* [Alıştırma Görevleri]
1. Cahil cesareti metnine göre cahil cesareti olan biri, bir konuda okuduğu tek bir kitap ya da izlediği bir film sayesinde kendini ne zanneder?
2. Cahil cesareti metninde, cahil cesareti olan birinin üstün fikirleri olduğu söylenen alanları sıralayın.

* [Verilen Metin]
Cahil Cesareti (Dunning-Kruger) Sendromu

20 12 0
                                    

Toplum olarak hastalıklarımızdan biri de cahil cesareti sendromudur. "Cahiller cesur olurlar" buyurmuştur sevgili Peygamberimiz Hz. Muhammed Mustafa (s.a.v). Cahillik kısaca "neyi bilmediğini bilmemektedir." Cahil cesareti olan birinin matematikten sanat tarihine, politikadan sağlığa kadar her alanda üstün fikirleri vardır!

Her şeye hazırlıklıymış gibi davranır.

Hakkında hiçbir fikri olmadığı ve öngöremediği olaylar karşısında bile sanki bu olayı yıllar öncesinden görmüş de ona göre davranmayı seçmiş gibi bir tavır alır. Bir konu üzerine okuduğu sadece bir kitap ya da izlediği bir film sayesinde kendini o konunun uzmanı zanneder. O konuda doktora yapmış bir insanla bile tartışacak kadar özgüveni vardır. Ama savunduklarının arkasını dolduracak kadar bilgiye sahip değildir. 

Sadece kendi doğruları vardır. Karşısındakinin fikirlerini dinliyormuş gibi yapar. Kısacası insanı sadece çıldırtır. Böyle biriyle girdiğiniz herhangi bir tartışmada cevap hakkı bile bulamazsınız. Bizde 'Cahil Cesareti' tabiriyle yer edinen Dunning-Kruger Sendromu da bunu açıklıyor. 

Bulundukları yeri hak etmediklerini düşündüğümüz insanların nasıl olup da çok iyi yerlere gelmiş olduğunu açıklamaya çalışan bir araştırma sonucu ortaya konmuştur ve 2000 yılında psikoloji dalında Nobel Ödülü kazanmıştır. Bu psikologların yaptığı deney, bilgili kişilerin alçak gönüllülük gösterdiğini, az bilgiye sahip olan kişilerin ise cahil cesareti göstererek sürekli öne çıkıp atılgan olduklarını kanıtlamıştır.

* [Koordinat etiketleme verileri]
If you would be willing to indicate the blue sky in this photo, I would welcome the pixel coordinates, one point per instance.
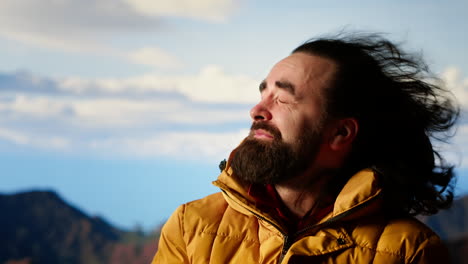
(126, 107)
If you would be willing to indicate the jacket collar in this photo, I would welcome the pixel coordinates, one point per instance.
(357, 198)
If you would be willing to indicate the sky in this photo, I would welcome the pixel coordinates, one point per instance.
(126, 107)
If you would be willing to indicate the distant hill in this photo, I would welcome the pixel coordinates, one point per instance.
(39, 227)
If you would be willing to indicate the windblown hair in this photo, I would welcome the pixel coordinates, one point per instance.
(400, 107)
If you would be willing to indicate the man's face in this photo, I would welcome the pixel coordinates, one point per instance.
(287, 122)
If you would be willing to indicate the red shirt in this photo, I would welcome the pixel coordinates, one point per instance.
(267, 199)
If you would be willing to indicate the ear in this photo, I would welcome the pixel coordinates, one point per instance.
(343, 134)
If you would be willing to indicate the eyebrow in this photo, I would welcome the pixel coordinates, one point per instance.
(289, 87)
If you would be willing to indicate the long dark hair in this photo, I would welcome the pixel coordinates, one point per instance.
(400, 107)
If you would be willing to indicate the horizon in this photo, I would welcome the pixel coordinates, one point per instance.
(126, 107)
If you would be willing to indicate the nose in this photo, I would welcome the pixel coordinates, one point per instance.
(260, 113)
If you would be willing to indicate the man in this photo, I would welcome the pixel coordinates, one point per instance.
(337, 161)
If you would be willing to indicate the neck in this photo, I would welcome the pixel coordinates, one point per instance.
(303, 193)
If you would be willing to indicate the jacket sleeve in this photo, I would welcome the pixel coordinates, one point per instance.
(430, 251)
(171, 247)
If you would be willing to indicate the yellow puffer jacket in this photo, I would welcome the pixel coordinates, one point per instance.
(227, 228)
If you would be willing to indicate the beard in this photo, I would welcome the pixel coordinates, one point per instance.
(272, 162)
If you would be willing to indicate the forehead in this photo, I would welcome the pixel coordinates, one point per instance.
(304, 71)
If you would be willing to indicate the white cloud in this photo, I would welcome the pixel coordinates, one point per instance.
(179, 145)
(213, 10)
(154, 57)
(211, 84)
(457, 84)
(24, 138)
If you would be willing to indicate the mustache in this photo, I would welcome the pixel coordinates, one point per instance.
(274, 131)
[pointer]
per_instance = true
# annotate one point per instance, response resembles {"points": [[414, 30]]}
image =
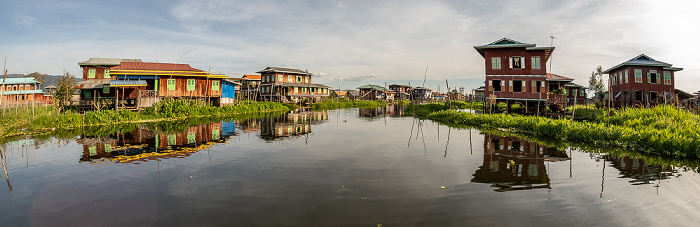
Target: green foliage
{"points": [[636, 129], [344, 104]]}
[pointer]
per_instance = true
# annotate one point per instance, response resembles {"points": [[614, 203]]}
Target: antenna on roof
{"points": [[552, 54]]}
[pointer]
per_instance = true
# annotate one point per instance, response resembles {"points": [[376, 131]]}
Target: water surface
{"points": [[346, 167]]}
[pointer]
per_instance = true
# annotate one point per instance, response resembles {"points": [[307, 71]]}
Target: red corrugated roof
{"points": [[251, 77], [154, 66], [551, 76]]}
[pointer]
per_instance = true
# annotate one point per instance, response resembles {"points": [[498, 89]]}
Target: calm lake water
{"points": [[347, 167]]}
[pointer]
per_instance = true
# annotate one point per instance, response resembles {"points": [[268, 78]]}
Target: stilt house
{"points": [[290, 85], [641, 81], [516, 72]]}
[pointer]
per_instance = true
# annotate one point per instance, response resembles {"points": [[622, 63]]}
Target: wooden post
{"points": [[573, 112]]}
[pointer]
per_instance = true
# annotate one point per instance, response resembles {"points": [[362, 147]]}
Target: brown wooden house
{"points": [[641, 81], [290, 85], [130, 83], [516, 72]]}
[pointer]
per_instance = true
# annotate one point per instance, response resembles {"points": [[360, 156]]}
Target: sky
{"points": [[346, 44]]}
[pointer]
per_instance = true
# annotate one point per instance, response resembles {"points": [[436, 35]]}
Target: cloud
{"points": [[24, 20], [357, 78]]}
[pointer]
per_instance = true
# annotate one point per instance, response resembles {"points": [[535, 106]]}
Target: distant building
{"points": [[375, 92], [516, 72], [23, 91], [575, 94], [290, 85], [421, 93], [641, 81], [402, 91]]}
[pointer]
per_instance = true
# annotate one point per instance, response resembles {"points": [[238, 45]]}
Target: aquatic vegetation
{"points": [[343, 104], [682, 139]]}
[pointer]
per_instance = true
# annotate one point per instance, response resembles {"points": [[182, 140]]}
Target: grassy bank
{"points": [[646, 130], [23, 121], [346, 104]]}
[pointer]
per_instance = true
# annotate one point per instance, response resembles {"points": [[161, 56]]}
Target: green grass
{"points": [[637, 129], [22, 121], [346, 104]]}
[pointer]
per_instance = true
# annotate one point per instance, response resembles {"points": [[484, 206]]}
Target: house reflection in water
{"points": [[512, 163], [389, 110], [143, 144], [290, 125], [639, 171]]}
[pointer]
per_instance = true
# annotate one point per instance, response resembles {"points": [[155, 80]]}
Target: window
{"points": [[191, 137], [536, 62], [517, 62], [652, 78], [496, 85], [91, 73], [215, 134], [171, 84], [637, 75], [215, 85], [536, 86], [190, 84], [517, 86], [495, 63]]}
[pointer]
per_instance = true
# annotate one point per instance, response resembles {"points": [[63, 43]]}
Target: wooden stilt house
{"points": [[516, 72], [642, 81]]}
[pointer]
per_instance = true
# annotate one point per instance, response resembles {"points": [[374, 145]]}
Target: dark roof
{"points": [[555, 77], [509, 43], [283, 70], [570, 84], [301, 85], [373, 87], [106, 61], [644, 60]]}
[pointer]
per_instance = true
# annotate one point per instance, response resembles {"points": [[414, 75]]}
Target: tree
{"points": [[64, 93], [596, 84], [41, 78]]}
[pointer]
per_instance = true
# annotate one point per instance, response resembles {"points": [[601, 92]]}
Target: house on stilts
{"points": [[642, 81], [516, 73]]}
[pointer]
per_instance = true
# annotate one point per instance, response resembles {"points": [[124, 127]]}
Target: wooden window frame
{"points": [[192, 86], [171, 86], [536, 62], [495, 62], [215, 85], [91, 73]]}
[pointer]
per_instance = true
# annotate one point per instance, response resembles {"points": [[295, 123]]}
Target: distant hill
{"points": [[50, 79]]}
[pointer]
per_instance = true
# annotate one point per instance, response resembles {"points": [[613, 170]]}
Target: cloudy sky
{"points": [[349, 43]]}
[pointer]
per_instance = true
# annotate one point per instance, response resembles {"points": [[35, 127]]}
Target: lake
{"points": [[345, 167]]}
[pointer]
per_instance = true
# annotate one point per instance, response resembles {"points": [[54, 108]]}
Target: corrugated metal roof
{"points": [[551, 76], [27, 80], [644, 60], [22, 92], [106, 61], [270, 69], [372, 87], [127, 83]]}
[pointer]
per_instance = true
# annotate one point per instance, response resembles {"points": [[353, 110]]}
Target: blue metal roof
{"points": [[127, 83], [644, 60], [21, 80]]}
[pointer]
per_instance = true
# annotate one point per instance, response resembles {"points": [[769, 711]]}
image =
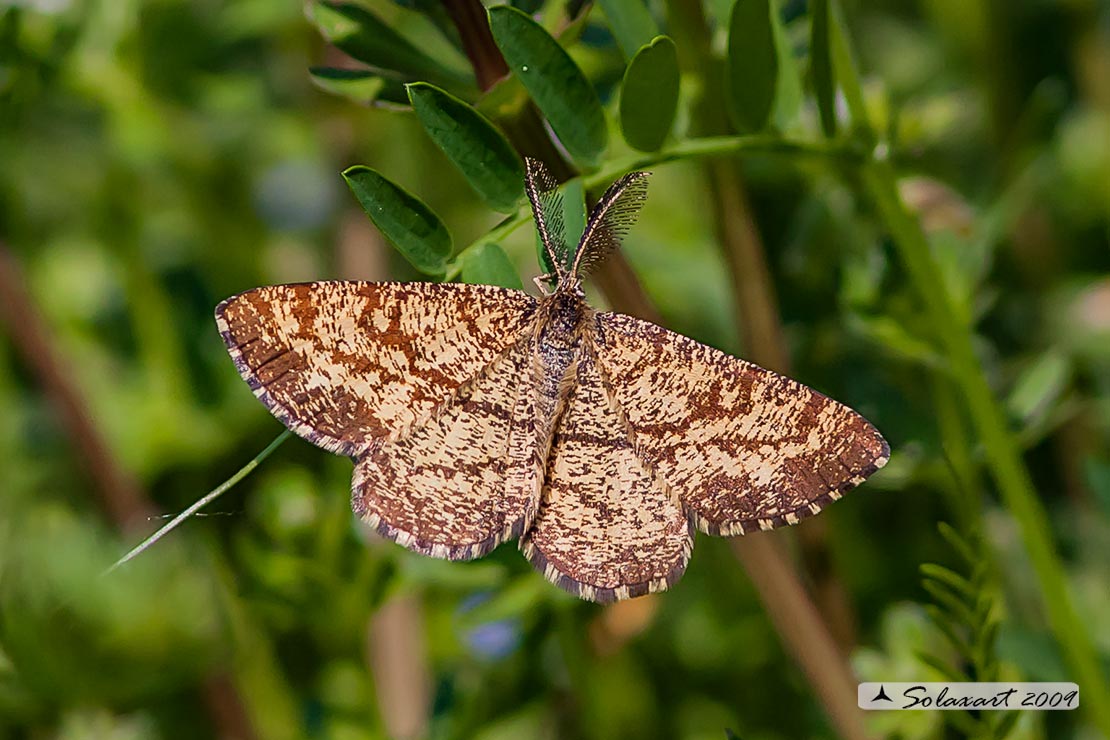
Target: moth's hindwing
{"points": [[606, 529]]}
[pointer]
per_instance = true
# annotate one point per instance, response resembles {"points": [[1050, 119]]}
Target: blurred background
{"points": [[159, 155]]}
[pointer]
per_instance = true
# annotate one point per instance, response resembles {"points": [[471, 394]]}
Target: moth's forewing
{"points": [[743, 447], [345, 364], [468, 478]]}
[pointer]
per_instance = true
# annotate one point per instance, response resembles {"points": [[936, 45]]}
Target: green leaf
{"points": [[948, 576], [472, 143], [752, 70], [649, 94], [788, 92], [631, 22], [1039, 385], [371, 40], [487, 264], [556, 84], [403, 219], [820, 66], [359, 85]]}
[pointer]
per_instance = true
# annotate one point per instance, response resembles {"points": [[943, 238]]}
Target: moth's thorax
{"points": [[557, 342]]}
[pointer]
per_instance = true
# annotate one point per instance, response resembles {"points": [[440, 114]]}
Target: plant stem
{"points": [[1000, 447], [203, 500]]}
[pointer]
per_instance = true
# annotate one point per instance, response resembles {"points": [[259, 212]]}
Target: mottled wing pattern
{"points": [[346, 364], [467, 479], [606, 529], [743, 447]]}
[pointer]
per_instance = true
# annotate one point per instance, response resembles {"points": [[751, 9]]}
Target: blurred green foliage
{"points": [[159, 155]]}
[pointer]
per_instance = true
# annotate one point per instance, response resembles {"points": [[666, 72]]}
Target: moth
{"points": [[477, 414]]}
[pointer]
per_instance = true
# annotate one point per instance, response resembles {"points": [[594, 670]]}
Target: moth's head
{"points": [[608, 222]]}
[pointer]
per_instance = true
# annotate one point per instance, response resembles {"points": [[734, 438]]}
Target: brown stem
{"points": [[118, 493], [402, 682], [471, 20], [804, 634], [756, 308]]}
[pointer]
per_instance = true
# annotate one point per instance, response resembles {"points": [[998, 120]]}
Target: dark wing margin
{"points": [[347, 365], [547, 211], [606, 529], [609, 221]]}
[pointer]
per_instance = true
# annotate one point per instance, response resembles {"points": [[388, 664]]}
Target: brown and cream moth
{"points": [[477, 414]]}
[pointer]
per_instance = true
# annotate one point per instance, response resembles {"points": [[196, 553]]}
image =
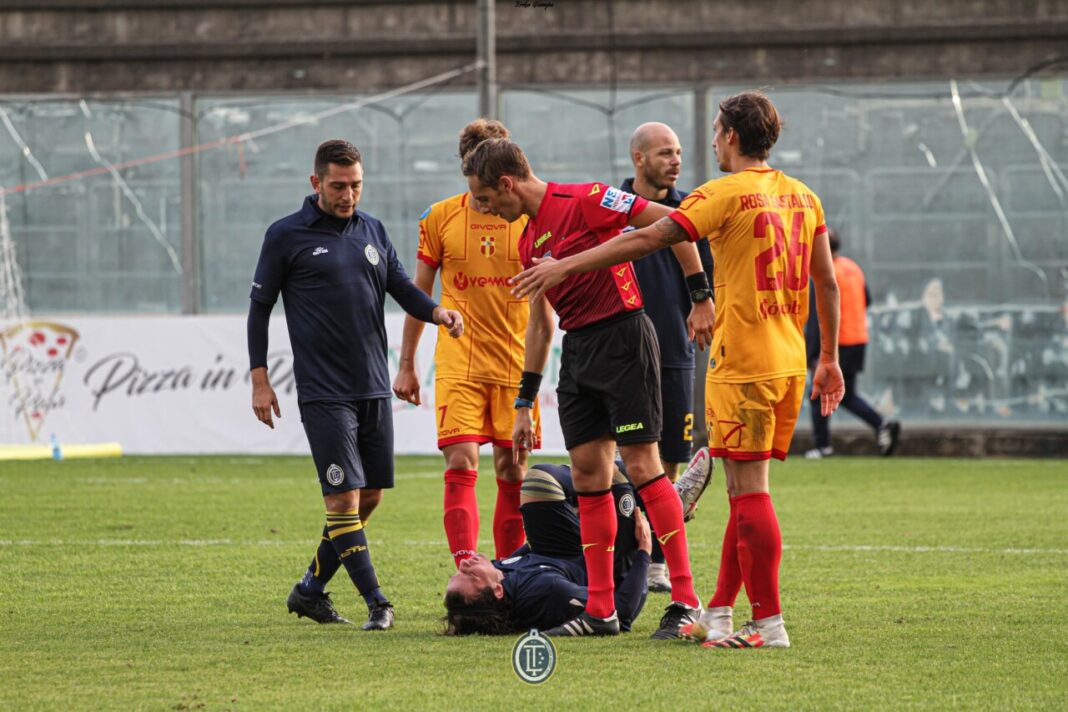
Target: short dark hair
{"points": [[493, 158], [755, 120], [832, 235], [484, 615], [480, 130], [335, 151]]}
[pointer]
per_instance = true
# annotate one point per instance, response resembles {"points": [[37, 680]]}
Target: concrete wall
{"points": [[83, 46]]}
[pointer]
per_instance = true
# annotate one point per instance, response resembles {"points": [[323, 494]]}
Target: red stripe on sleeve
{"points": [[685, 223]]}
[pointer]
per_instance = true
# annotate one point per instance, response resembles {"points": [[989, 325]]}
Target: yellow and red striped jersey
{"points": [[477, 254], [760, 225]]}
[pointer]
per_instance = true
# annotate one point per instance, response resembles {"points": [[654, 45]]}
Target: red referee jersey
{"points": [[574, 218]]}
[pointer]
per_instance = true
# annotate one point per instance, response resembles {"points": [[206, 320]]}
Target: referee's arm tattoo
{"points": [[669, 232]]}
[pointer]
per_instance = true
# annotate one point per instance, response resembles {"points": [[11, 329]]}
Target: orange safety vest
{"points": [[852, 325]]}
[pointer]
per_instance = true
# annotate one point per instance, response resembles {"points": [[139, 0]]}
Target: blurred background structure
{"points": [[146, 144]]}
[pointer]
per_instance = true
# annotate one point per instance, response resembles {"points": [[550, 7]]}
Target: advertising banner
{"points": [[181, 385]]}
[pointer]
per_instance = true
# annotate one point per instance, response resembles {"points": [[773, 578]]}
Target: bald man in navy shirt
{"points": [[333, 266]]}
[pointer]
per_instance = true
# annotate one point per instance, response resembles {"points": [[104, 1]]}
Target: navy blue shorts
{"points": [[351, 443], [676, 393], [552, 527]]}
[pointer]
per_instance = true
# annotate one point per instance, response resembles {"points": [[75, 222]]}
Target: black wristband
{"points": [[696, 281], [529, 384]]}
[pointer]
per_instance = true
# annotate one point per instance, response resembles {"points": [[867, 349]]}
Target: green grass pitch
{"points": [[159, 583]]}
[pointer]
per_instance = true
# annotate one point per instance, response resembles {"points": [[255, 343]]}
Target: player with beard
{"points": [[767, 233], [609, 389]]}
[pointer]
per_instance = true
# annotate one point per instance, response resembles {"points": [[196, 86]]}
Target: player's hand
{"points": [[642, 532], [534, 282], [522, 433], [700, 323], [406, 384], [264, 401], [451, 319], [828, 384]]}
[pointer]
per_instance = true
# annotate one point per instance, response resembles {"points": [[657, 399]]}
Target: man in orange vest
{"points": [[852, 342]]}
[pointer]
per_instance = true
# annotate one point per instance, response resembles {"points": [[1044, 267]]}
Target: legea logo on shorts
{"points": [[335, 475], [534, 658]]}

* [Nihai Sonuçlar]
1. Kendini o konunun uzmanı zanneder.

2. Matematik, sanat tarihi, politika, sağlık